Problem
Count the lines of the entries below that contain the string "dried", and report only that number.

___ Given information ___

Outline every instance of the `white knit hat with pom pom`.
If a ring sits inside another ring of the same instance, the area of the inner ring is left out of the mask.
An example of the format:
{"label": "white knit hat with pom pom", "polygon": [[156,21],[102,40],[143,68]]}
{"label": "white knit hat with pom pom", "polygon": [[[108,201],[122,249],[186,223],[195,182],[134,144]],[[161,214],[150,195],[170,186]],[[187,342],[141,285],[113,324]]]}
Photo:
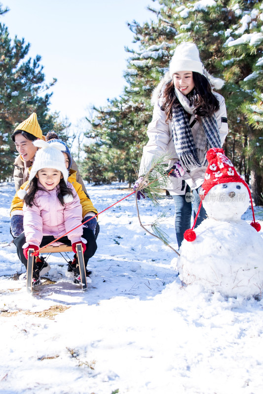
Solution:
{"label": "white knit hat with pom pom", "polygon": [[[65,150],[65,146],[60,142],[50,142],[48,143],[45,141],[41,139],[36,139],[33,141],[34,145],[39,149],[35,157],[35,160],[30,170],[30,174],[27,186],[28,189],[29,184],[36,176],[36,174],[42,168],[55,168],[61,171],[66,184],[68,181],[69,172],[65,164],[65,158],[62,153],[62,151]],[[23,198],[27,192],[25,189],[20,189],[17,192],[17,195],[20,198]],[[69,198],[72,196],[67,195],[64,196],[64,200],[65,202],[70,202]]]}

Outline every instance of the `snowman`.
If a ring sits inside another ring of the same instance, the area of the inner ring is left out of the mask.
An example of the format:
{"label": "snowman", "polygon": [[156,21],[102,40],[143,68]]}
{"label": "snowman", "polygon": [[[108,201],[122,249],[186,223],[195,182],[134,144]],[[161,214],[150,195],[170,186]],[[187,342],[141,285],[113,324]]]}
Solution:
{"label": "snowman", "polygon": [[[263,294],[263,239],[258,232],[248,185],[223,149],[207,154],[208,164],[193,226],[187,230],[178,259],[179,277],[227,296]],[[253,221],[241,215],[251,202]],[[201,204],[208,218],[194,230]]]}

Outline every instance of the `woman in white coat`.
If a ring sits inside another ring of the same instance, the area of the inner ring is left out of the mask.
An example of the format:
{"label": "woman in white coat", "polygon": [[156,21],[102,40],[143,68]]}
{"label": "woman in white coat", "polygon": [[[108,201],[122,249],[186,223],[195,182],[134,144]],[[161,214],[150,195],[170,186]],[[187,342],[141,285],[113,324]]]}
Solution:
{"label": "woman in white coat", "polygon": [[[228,132],[225,99],[213,91],[223,84],[204,70],[196,46],[184,42],[176,47],[169,74],[153,95],[152,120],[147,130],[149,140],[143,149],[139,175],[150,167],[153,160],[167,154],[165,164],[172,171],[166,189],[175,202],[179,247],[184,233],[190,227],[191,190],[195,214],[198,209],[206,152],[222,147]],[[202,208],[197,225],[205,217]]]}

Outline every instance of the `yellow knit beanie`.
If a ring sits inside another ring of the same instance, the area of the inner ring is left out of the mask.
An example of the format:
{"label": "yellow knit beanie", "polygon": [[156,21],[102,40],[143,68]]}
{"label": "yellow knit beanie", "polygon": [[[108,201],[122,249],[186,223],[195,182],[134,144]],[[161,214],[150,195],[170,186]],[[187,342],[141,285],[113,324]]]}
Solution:
{"label": "yellow knit beanie", "polygon": [[15,132],[17,130],[23,130],[24,131],[27,131],[30,134],[33,134],[37,138],[40,138],[40,139],[43,138],[42,130],[40,128],[38,122],[37,114],[35,112],[33,112],[29,118],[28,118],[27,119],[26,119],[22,123],[18,125],[14,132]]}

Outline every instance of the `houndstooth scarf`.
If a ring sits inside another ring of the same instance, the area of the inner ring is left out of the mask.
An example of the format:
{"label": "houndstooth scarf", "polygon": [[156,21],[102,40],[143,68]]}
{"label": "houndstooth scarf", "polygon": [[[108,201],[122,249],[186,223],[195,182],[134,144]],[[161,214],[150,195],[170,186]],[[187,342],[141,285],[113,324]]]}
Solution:
{"label": "houndstooth scarf", "polygon": [[188,98],[175,88],[181,105],[174,105],[172,110],[172,129],[175,150],[180,163],[187,171],[204,165],[206,155],[210,148],[221,148],[219,130],[215,114],[201,116],[195,143],[186,111],[192,114],[194,108]]}

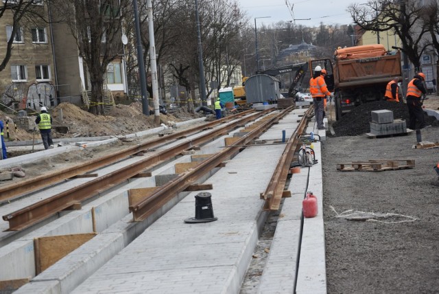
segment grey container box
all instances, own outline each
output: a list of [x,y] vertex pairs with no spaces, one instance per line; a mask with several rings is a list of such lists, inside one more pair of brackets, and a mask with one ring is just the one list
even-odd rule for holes
[[405,120],[395,120],[390,124],[370,122],[370,133],[376,135],[393,135],[407,133]]
[[246,81],[247,103],[277,101],[281,97],[279,80],[266,74],[257,74]]
[[372,122],[377,124],[393,122],[393,111],[387,109],[371,111]]

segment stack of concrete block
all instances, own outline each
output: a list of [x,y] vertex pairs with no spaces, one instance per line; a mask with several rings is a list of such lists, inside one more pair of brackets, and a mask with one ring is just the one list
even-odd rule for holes
[[405,120],[394,120],[393,111],[383,109],[371,112],[370,133],[375,135],[407,133]]
[[294,104],[294,100],[293,98],[282,98],[277,100],[277,108],[283,109],[288,108]]
[[34,128],[36,128],[34,116],[18,117],[14,122],[17,126],[25,130],[32,131]]

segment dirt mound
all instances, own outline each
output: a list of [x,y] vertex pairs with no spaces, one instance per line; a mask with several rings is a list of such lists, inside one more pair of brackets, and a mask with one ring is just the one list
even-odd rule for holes
[[[372,121],[371,111],[377,110],[389,110],[393,111],[394,119],[405,120],[407,127],[409,123],[409,111],[407,104],[388,101],[375,101],[364,103],[355,107],[333,124],[335,132],[335,137],[357,136],[370,132],[369,122]],[[434,127],[439,126],[439,121],[435,117],[424,113],[427,124]]]
[[[134,102],[130,105],[117,104],[108,115],[95,115],[69,102],[61,103],[49,111],[54,119],[54,138],[127,135],[155,127],[154,115],[143,115],[142,104],[140,102]],[[183,109],[179,109],[173,113],[161,113],[160,123],[170,126],[175,122],[193,120],[201,116],[202,115],[200,114],[192,114]],[[14,115],[0,112],[0,120],[3,120],[3,122],[7,117],[11,120],[16,118]],[[68,128],[58,128],[64,126]],[[21,129],[19,126],[15,131],[14,126],[10,125],[9,128],[10,141],[32,139],[33,134],[31,131]],[[63,128],[68,128],[68,132],[60,133]],[[57,129],[59,131],[57,131]],[[38,130],[36,131],[35,138],[40,139]]]

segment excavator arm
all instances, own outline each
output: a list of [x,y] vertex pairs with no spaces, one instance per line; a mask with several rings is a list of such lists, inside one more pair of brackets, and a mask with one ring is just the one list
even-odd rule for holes
[[294,97],[296,93],[298,92],[298,90],[296,89],[296,87],[300,84],[307,71],[308,63],[303,63],[282,67],[268,69],[262,71],[261,74],[268,74],[269,76],[279,76],[296,71],[294,78],[293,78],[293,81],[289,85],[289,89],[288,89],[288,97]]

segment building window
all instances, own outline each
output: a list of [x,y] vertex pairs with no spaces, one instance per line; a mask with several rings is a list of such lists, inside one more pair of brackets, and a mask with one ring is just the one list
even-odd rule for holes
[[33,28],[31,29],[31,32],[32,34],[32,43],[47,43],[45,27]]
[[50,68],[49,65],[36,65],[35,76],[37,82],[50,80]]
[[27,67],[23,65],[11,65],[11,78],[12,79],[12,82],[27,82]]
[[[6,36],[8,38],[8,41],[11,38],[12,34],[12,26],[6,25]],[[23,29],[20,27],[17,27],[15,36],[14,36],[14,43],[24,43],[24,39],[23,38]]]
[[122,71],[120,63],[110,63],[107,65],[107,84],[121,84]]

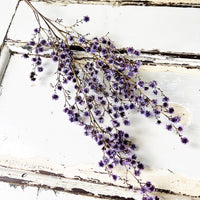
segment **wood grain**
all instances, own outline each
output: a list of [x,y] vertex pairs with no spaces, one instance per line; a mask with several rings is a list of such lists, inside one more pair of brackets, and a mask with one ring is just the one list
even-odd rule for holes
[[45,2],[48,4],[100,4],[112,6],[169,6],[200,8],[199,0],[31,0],[32,2]]
[[[11,185],[37,187],[100,199],[135,200],[140,197],[136,183],[133,182],[136,189],[132,192],[122,181],[112,181],[107,173],[95,165],[67,167],[43,159],[20,159],[10,156],[1,156],[0,160],[0,181]],[[143,178],[151,177],[157,185],[154,195],[159,195],[164,200],[200,199],[198,180],[190,180],[164,170],[151,169],[143,173]],[[163,177],[162,184],[159,183],[160,177]],[[167,181],[165,185],[164,181]],[[192,191],[185,190],[188,185],[193,186]]]
[[[20,40],[7,40],[7,45],[15,54],[22,54],[30,48],[28,42]],[[77,46],[71,47],[77,54],[77,59],[92,59]],[[125,54],[125,49],[119,49]],[[48,54],[44,56],[48,57]],[[163,52],[159,50],[141,50],[139,59],[143,62],[141,70],[144,71],[172,71],[181,73],[200,73],[200,54],[180,53],[180,52]]]

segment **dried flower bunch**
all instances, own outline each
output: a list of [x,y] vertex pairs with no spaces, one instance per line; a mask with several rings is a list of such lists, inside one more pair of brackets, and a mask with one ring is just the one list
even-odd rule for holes
[[[175,131],[184,144],[188,143],[188,139],[182,136],[181,119],[173,115],[174,108],[169,106],[169,98],[157,82],[146,82],[139,76],[142,62],[131,57],[138,57],[140,51],[129,47],[122,53],[107,37],[89,40],[78,33],[75,27],[88,22],[88,16],[67,27],[61,20],[48,19],[28,0],[24,1],[33,10],[38,22],[34,37],[29,42],[30,53],[23,55],[28,58],[34,52],[30,79],[35,81],[45,70],[42,57],[47,49],[50,51],[49,58],[57,64],[52,99],[58,100],[60,95],[64,95],[64,112],[69,120],[79,124],[84,134],[101,146],[103,157],[99,166],[105,167],[115,181],[120,177],[112,172],[113,168],[123,166],[139,183],[142,200],[158,200],[158,196],[150,194],[155,191],[155,186],[150,181],[143,183],[139,179],[144,164],[137,159],[137,147],[123,127],[131,125],[130,114],[135,110],[147,118],[154,117],[157,124],[161,124],[161,116],[164,116],[168,119],[167,130]],[[41,21],[45,27],[41,26]],[[78,59],[75,47],[90,59]],[[134,189],[127,180],[125,182]]]

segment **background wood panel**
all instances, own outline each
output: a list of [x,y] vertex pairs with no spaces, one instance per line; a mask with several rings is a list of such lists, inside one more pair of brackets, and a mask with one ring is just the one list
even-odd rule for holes
[[[90,16],[91,21],[77,30],[82,34],[90,33],[89,38],[109,32],[109,38],[118,48],[133,46],[144,50],[200,54],[200,12],[195,8],[34,5],[51,19],[62,18],[67,25],[85,15]],[[21,2],[8,38],[29,41],[35,27],[37,23],[32,11]]]
[[33,2],[45,2],[48,4],[100,4],[113,6],[169,6],[169,7],[200,7],[199,0],[32,0]]
[[[71,2],[84,3],[86,1]],[[92,4],[96,2],[90,1]],[[113,2],[107,3],[113,5]],[[129,5],[199,7],[198,1],[190,1],[190,5],[188,1],[177,2],[176,5],[173,1],[130,2]],[[184,134],[190,139],[190,144],[184,146],[175,134],[169,134],[165,127],[158,127],[153,120],[131,113],[134,126],[127,131],[135,137],[140,147],[137,154],[147,168],[147,173],[143,174],[143,178],[145,180],[152,178],[151,173],[149,174],[149,166],[151,166],[155,170],[152,173],[155,176],[153,181],[162,190],[160,190],[162,192],[160,195],[164,200],[200,199],[198,190],[198,179],[200,179],[198,159],[200,153],[198,142],[200,141],[199,10],[163,7],[136,8],[134,6],[113,8],[103,5],[59,7],[54,3],[65,5],[66,1],[51,1],[51,3],[53,6],[48,7],[38,2],[34,5],[48,17],[54,19],[63,17],[69,24],[89,15],[91,22],[79,27],[80,32],[91,32],[90,37],[94,37],[105,35],[110,31],[109,36],[116,41],[118,48],[134,46],[143,49],[141,59],[144,61],[144,66],[141,68],[141,76],[146,80],[156,79],[163,91],[170,96],[171,105],[176,105],[180,114],[186,115],[183,121]],[[122,4],[127,5],[127,1],[123,1]],[[120,2],[115,5],[120,5]],[[5,74],[0,98],[0,163],[4,163],[4,166],[0,168],[0,180],[16,185],[18,179],[23,179],[32,181],[31,184],[34,187],[42,187],[41,184],[46,183],[48,186],[46,188],[57,191],[63,188],[62,190],[73,193],[72,196],[63,196],[63,198],[73,198],[76,193],[79,194],[77,199],[89,199],[91,197],[84,196],[87,192],[90,196],[92,192],[96,192],[96,197],[102,194],[104,195],[101,196],[102,199],[113,199],[114,193],[119,194],[115,196],[118,199],[119,196],[122,199],[132,198],[132,193],[129,194],[125,188],[119,190],[118,186],[110,186],[112,189],[104,192],[105,186],[101,184],[97,186],[94,182],[91,185],[84,185],[81,179],[76,179],[74,182],[64,180],[66,184],[55,189],[56,185],[63,183],[60,181],[62,177],[55,178],[51,173],[58,174],[64,169],[69,173],[70,167],[73,169],[72,176],[79,174],[81,178],[90,180],[96,178],[97,182],[105,183],[105,180],[109,184],[113,182],[107,175],[103,174],[101,177],[95,172],[99,169],[97,163],[101,159],[101,151],[94,141],[83,135],[83,131],[78,126],[68,122],[62,112],[62,98],[61,102],[51,101],[53,91],[50,83],[54,81],[55,66],[46,60],[45,72],[39,81],[32,83],[29,80],[31,62],[22,59],[20,53],[24,51],[23,41],[27,42],[31,38],[32,30],[36,27],[33,17],[31,10],[24,2],[21,2],[8,35],[9,46],[16,52]],[[17,42],[19,42],[19,47],[16,47]],[[13,160],[10,159],[10,155],[14,156]],[[37,162],[38,159],[42,162]],[[14,165],[9,162],[11,160]],[[45,160],[50,162],[45,162]],[[30,167],[31,162],[35,165]],[[57,167],[51,166],[51,162],[56,163]],[[11,170],[12,166],[15,166],[14,170]],[[33,171],[27,171],[28,166],[29,170]],[[50,172],[45,171],[49,166],[52,167]],[[40,171],[37,171],[38,169]],[[170,172],[167,172],[168,170]],[[26,175],[23,175],[25,172]],[[121,173],[120,170],[118,172]],[[187,178],[177,174],[182,174]],[[29,183],[22,185],[30,186]],[[80,185],[79,189],[82,189],[82,193],[78,189],[72,190],[72,186],[77,184]],[[120,182],[114,184],[123,185]],[[167,190],[173,194],[168,194]],[[49,199],[53,198],[51,193]]]

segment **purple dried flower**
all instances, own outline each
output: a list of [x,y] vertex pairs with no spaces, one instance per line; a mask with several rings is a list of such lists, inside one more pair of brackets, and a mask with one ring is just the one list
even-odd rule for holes
[[83,20],[84,20],[85,22],[89,22],[89,21],[90,21],[90,18],[89,18],[88,16],[84,16],[84,17],[83,17]]
[[42,72],[43,71],[43,67],[38,67],[38,72]]
[[189,142],[189,140],[186,137],[181,138],[181,142],[183,144],[187,144]]
[[52,99],[53,99],[53,100],[58,100],[58,99],[59,99],[59,96],[58,96],[57,94],[53,94],[53,95],[52,95]]
[[39,33],[39,30],[37,28],[34,29],[35,33]]
[[35,45],[35,41],[31,40],[31,41],[29,42],[29,44],[30,44],[31,46],[34,46],[34,45]]
[[127,53],[128,54],[133,54],[134,53],[134,48],[133,47],[129,47],[128,49],[127,49]]
[[124,125],[125,125],[125,126],[129,126],[129,125],[130,125],[130,121],[127,120],[127,119],[125,119],[125,120],[124,120]]
[[112,177],[113,177],[113,180],[114,180],[114,181],[117,180],[117,175],[113,174]]
[[27,53],[24,53],[24,54],[23,54],[23,57],[24,57],[24,58],[29,58],[29,55],[28,55]]
[[72,42],[72,41],[74,41],[74,37],[73,37],[72,35],[70,35],[70,36],[68,37],[68,40],[69,40],[70,42]]
[[40,41],[40,44],[41,44],[41,45],[46,45],[46,44],[47,44],[47,41],[46,41],[46,40],[41,40],[41,41]]
[[83,37],[83,36],[79,37],[79,42],[80,43],[84,43],[85,42],[85,37]]
[[174,113],[174,108],[170,107],[168,112],[169,112],[170,114]]
[[166,125],[166,129],[167,129],[168,131],[171,131],[171,130],[172,130],[172,125],[171,125],[171,124]]

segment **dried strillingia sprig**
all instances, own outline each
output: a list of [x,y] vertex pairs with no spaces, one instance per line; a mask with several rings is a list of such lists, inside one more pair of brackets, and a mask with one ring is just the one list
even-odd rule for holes
[[[44,70],[42,57],[52,59],[57,64],[52,99],[58,100],[63,94],[64,112],[69,120],[82,126],[85,135],[91,136],[101,146],[103,157],[99,166],[105,167],[115,181],[121,178],[112,172],[113,168],[123,166],[140,185],[142,200],[158,200],[158,196],[150,194],[155,191],[155,186],[150,181],[143,183],[139,179],[144,164],[137,159],[136,145],[123,130],[123,126],[131,124],[129,112],[136,110],[147,118],[154,117],[157,124],[164,116],[168,119],[167,130],[174,130],[184,144],[188,143],[188,139],[182,136],[181,119],[173,115],[174,108],[169,107],[169,98],[157,82],[145,82],[139,76],[142,62],[133,61],[130,55],[137,57],[140,51],[130,47],[121,53],[107,37],[89,40],[78,33],[75,27],[88,22],[88,16],[72,26],[64,26],[61,20],[48,19],[28,0],[24,1],[33,10],[39,26],[34,29],[29,42],[30,53],[23,55],[25,58],[34,55],[31,80],[35,81]],[[77,48],[84,51],[89,59],[78,59],[74,51]],[[45,49],[51,53],[44,54]],[[128,180],[125,182],[134,189]]]

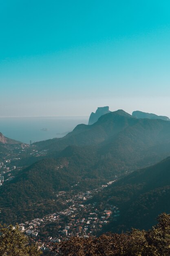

___

Finished task
3